» Stored records
- - - - -

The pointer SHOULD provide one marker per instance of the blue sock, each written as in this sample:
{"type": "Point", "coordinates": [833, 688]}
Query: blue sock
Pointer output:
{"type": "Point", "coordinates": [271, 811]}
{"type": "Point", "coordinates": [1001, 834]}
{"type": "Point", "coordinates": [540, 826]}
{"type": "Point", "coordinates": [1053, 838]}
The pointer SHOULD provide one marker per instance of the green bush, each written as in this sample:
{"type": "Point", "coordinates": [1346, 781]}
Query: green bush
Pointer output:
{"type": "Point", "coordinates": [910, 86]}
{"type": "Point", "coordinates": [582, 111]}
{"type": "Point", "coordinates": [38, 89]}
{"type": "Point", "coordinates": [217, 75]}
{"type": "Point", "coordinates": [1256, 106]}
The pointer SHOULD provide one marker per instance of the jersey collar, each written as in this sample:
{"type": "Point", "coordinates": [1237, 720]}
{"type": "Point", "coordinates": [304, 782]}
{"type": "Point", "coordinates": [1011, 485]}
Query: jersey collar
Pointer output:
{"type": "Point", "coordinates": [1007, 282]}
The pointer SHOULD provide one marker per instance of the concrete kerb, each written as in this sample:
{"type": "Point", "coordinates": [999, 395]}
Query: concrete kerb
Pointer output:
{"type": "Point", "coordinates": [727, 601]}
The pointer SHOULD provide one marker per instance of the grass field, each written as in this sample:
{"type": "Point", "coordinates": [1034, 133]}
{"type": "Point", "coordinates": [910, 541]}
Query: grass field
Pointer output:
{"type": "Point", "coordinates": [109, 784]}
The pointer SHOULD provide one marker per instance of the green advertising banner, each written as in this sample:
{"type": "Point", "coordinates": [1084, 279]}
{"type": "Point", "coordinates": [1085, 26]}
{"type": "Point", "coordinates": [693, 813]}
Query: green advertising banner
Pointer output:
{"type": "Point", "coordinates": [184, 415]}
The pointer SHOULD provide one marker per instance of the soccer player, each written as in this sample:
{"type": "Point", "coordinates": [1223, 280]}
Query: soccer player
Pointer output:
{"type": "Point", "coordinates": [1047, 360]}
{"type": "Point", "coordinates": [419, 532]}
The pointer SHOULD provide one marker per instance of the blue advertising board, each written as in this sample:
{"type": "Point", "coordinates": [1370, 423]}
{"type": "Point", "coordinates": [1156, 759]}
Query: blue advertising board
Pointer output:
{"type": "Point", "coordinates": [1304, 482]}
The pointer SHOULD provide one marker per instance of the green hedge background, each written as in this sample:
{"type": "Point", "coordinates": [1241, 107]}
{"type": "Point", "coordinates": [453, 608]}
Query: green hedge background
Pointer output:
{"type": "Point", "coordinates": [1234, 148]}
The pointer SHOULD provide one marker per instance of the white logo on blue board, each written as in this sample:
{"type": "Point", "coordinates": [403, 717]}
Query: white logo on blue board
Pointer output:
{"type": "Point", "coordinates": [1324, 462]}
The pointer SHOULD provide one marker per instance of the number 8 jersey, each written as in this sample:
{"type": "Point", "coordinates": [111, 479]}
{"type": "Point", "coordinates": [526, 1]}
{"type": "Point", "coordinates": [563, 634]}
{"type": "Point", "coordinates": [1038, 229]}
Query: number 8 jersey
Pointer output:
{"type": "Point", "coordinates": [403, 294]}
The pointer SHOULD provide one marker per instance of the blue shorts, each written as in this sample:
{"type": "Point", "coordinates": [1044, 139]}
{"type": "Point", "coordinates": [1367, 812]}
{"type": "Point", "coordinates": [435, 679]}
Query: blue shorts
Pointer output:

- - - - -

» DIRECTIVE
Copy down the material exactly as written.

» EXERCISE OUTPUT
The pointer SHOULD provide one marker per instance of the blue sock, each written as in this sample:
{"type": "Point", "coordinates": [833, 688]}
Query: blue sock
Pointer output:
{"type": "Point", "coordinates": [271, 811]}
{"type": "Point", "coordinates": [1001, 834]}
{"type": "Point", "coordinates": [540, 826]}
{"type": "Point", "coordinates": [1053, 838]}
The pointer SHOULD provide one marker per instance of the green bush, each written as in this sample:
{"type": "Point", "coordinates": [1346, 781]}
Query: green bush
Pointer output:
{"type": "Point", "coordinates": [910, 86]}
{"type": "Point", "coordinates": [582, 111]}
{"type": "Point", "coordinates": [38, 89]}
{"type": "Point", "coordinates": [217, 75]}
{"type": "Point", "coordinates": [1256, 106]}
The pointer SHOULD provide one marker per instance of the jersey collar, each written as in this sample:
{"type": "Point", "coordinates": [1237, 720]}
{"type": "Point", "coordinates": [304, 782]}
{"type": "Point", "coordinates": [1011, 485]}
Query: jersey collar
Pointer output:
{"type": "Point", "coordinates": [1007, 282]}
The pointer SHOULD provide one marker per instance of the concrete kerb, each written as in this sample:
{"type": "Point", "coordinates": [999, 395]}
Query: concrete kerb
Pointer output:
{"type": "Point", "coordinates": [727, 601]}
The pointer SHOULD provide one marker per instance of the grass field, each written as in this sample:
{"type": "Point", "coordinates": [1034, 133]}
{"type": "Point", "coordinates": [910, 541]}
Query: grass field
Pointer output:
{"type": "Point", "coordinates": [109, 784]}
The pointer SHOULD provide one marker per instance of the green advertising banner, each written as in this sample:
{"type": "Point", "coordinates": [1084, 279]}
{"type": "Point", "coordinates": [1085, 26]}
{"type": "Point", "coordinates": [693, 813]}
Query: green advertising banner
Pointer output:
{"type": "Point", "coordinates": [184, 415]}
The pointer SHOULD provide one marker per instance of the soccer player, each written as in this sample:
{"type": "Point", "coordinates": [1223, 280]}
Query: soccer player
Pointer output:
{"type": "Point", "coordinates": [1047, 360]}
{"type": "Point", "coordinates": [419, 532]}
The pointer SHOULD provide one marker per instance of the blue advertising board, each written as in this sample:
{"type": "Point", "coordinates": [1370, 423]}
{"type": "Point", "coordinates": [1156, 759]}
Query: blue advertising board
Pointer output:
{"type": "Point", "coordinates": [1304, 482]}
The pointer SHOULD provide one marker per instance of the green hedge background, each written as in this sample:
{"type": "Point", "coordinates": [1241, 107]}
{"type": "Point", "coordinates": [453, 608]}
Query: green hedge background
Pointer output:
{"type": "Point", "coordinates": [1234, 148]}
The pointer SHOULD provide one marker per instance of the white logo on blue board, each written as in this sample:
{"type": "Point", "coordinates": [403, 717]}
Query: white logo on blue board
Pointer output:
{"type": "Point", "coordinates": [1324, 462]}
The pointer SHOULD provide one marker per instance of the number 8 jersey, each written as in this sample:
{"type": "Point", "coordinates": [111, 479]}
{"type": "Point", "coordinates": [526, 1]}
{"type": "Point", "coordinates": [563, 634]}
{"type": "Point", "coordinates": [1038, 229]}
Query: number 8 jersey
Pointer output:
{"type": "Point", "coordinates": [403, 294]}
The pointer SHOULD provide one marker per instance of the blue shorts, each written as in this sample:
{"type": "Point", "coordinates": [1044, 139]}
{"type": "Point", "coordinates": [1367, 812]}
{"type": "Point", "coordinates": [435, 679]}
Query: blue shorts
Pointer output:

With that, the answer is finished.